"""

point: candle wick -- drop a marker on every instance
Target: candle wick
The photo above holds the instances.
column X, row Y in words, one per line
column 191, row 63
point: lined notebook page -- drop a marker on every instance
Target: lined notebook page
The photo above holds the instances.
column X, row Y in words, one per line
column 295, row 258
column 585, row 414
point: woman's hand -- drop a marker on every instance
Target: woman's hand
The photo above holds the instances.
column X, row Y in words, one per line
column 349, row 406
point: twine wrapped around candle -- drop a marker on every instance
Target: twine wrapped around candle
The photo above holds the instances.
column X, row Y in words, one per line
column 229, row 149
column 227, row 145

"""

* AIM OF THE EXERCISE
Transcribe every entry exactly.

* OUTPUT OF THE TASK
point: candle wick -- drop a marker on every instance
Target: candle wick
The photo above holds the instances.
column X, row Y in words, one per line
column 191, row 63
point: lined notebook page -- drop a marker on every instance
Target: lined notebook page
The photo above holds the instances.
column X, row Y in words, one per line
column 295, row 258
column 585, row 414
point: woman's hand -- drop a marker on every instance
Target: woman's hand
The photo above holds the instances.
column X, row Y in words, one per line
column 349, row 406
point: twine wrapped around candle -- drop a marker on every instance
Target: twine wrapped around candle
The photo above holds the instances.
column X, row Y in words, one per line
column 229, row 149
column 227, row 145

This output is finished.